- Serbo-Croatian: Most
- Directed by: Hajrudin Krvavac
- Written by: Đorđe Lebović Predrag Golubović
- Produced by: Iso Tauber
- Starring: Bata Živojinović Slobodan Perović Boris Dvornik Igor Galo Relja Bašić
- Cinematography: Ognjen Milićević
- Edited by: Blanka Jević
- Music by: Bojan Adamič
- Production company: Bosna Film
- Release date: 14 July 1969;
- Running time: 105 min.
- Country: Yugoslavia
- Language: Serbo-Croatian

= The Bridge (1969 film) =

Yugoslav war film directed by Hajrudin Krvavac

The Bridge (Most) is a 1969 Yugoslav Partisan film directed by Hajrudin Krvavac about the Đurđevića Tara Bridge. It stars Velimir "Bata" Živojinović, Slobodan Perović, Boris Dvornik and Igor Galo.

Similarly to Walter Defends Sarajevo, this film was also popular in the People's Republic of China.

== Plot ==
In 1944, Standartenführer Hoffmann is assigned as extra security for a vital bridge near the Yugoslav border with Greece as German forces are pulling out of the latter country. He wants to take a proactive approach towards Yugoslav Partisan threats but Oberst von Felsen, whom Hoffman is reinforcing, disagrees.

Meanwhile, the Partisans want to destroy the bridge to prevent German troops from entering and foiling a planned operation with 5,000 men. A Partisan officer nicknamed Tiger is tasked with destroying the bridge in seven days. From the Partisans, he recruits an assassin nicknamed Tihi, a young fighter nicknamed Bambino, and Zavatoni, a Sardinian demolitions expert and Bambino's mentor.

The group recruit Mane, a shady contractor who leads them to the home of the Engineer who designed the bridge, which is too sturdy to be demolished without intricate knowledge of its structure. They rescue him from Gestapo agents, but the Engineer has to be forced to go with them when he learns their plan. At the meeting point to pick up their last member, they instead find his sister Jelena, who tells them her brother was captured. They are forced to leave together when a German patrol finds them. While escaping in wetlands, the Engineer attempts to flee, but realizes the Germans will kill him. Bambino is wounded flanking their pursuers. Unable to save Bambino, Zavatoni kills him and the rest of the Germans with dynamite.

However, they are soon captured by another patrol under Obersturmführer Kautz. Just before their execution by firing squad, Kautz guns down the other soldiers and says that he is with the Partisans. Using German uniforms and a truck, they are able to get closer to the bridge. They stop at the home of one of Mane's contacts to find out where the explosives for the mission are stored and to update their superiors. Unbeknownst to the group, the message is intercepted by the Germans and the contact is killed that night. The following day, Hoffman's troops attack the home and find a message left by a mole in the group revealing the location of the explosives. Hoffman is able to secure the explosives cache at a nearby convent before Tiger's group, but is unable to stop a nun from warning them about the ambush.

-=-=-=-=-

_About this exercise_:
Please extend the article on The Bridge (1969 film) above, picking up the plot summary right after its last sentence.

_Data provided_:
-=-=-=-=-

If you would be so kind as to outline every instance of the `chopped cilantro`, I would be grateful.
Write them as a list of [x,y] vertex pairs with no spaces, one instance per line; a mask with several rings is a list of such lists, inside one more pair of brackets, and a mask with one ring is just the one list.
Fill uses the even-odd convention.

-=-=-=-=-

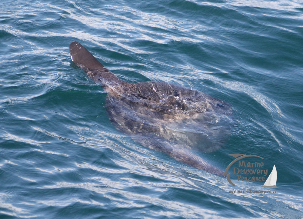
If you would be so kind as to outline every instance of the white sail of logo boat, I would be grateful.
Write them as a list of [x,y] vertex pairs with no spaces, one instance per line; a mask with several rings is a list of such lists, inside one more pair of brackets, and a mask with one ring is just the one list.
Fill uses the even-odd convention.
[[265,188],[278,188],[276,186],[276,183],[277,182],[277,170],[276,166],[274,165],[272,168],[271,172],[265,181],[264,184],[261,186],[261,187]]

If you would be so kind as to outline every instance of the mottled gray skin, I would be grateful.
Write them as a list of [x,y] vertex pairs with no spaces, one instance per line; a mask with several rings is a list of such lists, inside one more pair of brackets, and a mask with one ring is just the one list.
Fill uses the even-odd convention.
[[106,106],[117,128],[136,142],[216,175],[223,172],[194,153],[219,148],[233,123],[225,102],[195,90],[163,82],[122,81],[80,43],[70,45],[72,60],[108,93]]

-=-=-=-=-

_Written reply_:
Desperate, the group tries to weed out the mole, mostly blaming Jelena. Kautz offers to try and find other explosives, but is revealed to have been following Hoffman's orders. He leads German soldiers back to the group, but his troops are ambushed and he is captured. Tiger tells him that he only told Kautz the exact time of their radio transmission, which uncovered him as the traitor. Using the stolen German uniforms and truck, they infiltrate the German camp by the bridge, retrieve the explosives, and force Hoffman at gunpoint to call the troops to an assembly. The Engineer has a change of heart and tells Zavatoni where to plant the explosives. Von Felsen is suspicious, but has to leave and meet the General in charge of the retreating forces to guide them over the bridge.

An unanswered phone call blows the Partisans' cover and Mane is killed. Tiger kills Kautz on the bridge, but Zavatoni is killed before he can trigger the explosion. The Engineer runs onto the bridge, pursued by a freed Hoffman, and uses the detonator to blow up the bridge before the retreating Germans can cross. Survivors on both sides lament that such a beautiful bridge had been destroyed.

== Cast ==

- Velimir "Bata" Živojinović as Major Tiger
- Slobodan Perović as the Engineer
- Boris Dvornik as Giuseppe Zavatoni
- Relja Bašić as Sova / Obersturmführer Kautz
- Sibina Mijatović as Jelena
- Boro Begović as Tihi ("Silent")
- Jovan Janićijević Burduš as Mane Švercer ("Smuggler")
- Igor Galo as Bambino ("Kid")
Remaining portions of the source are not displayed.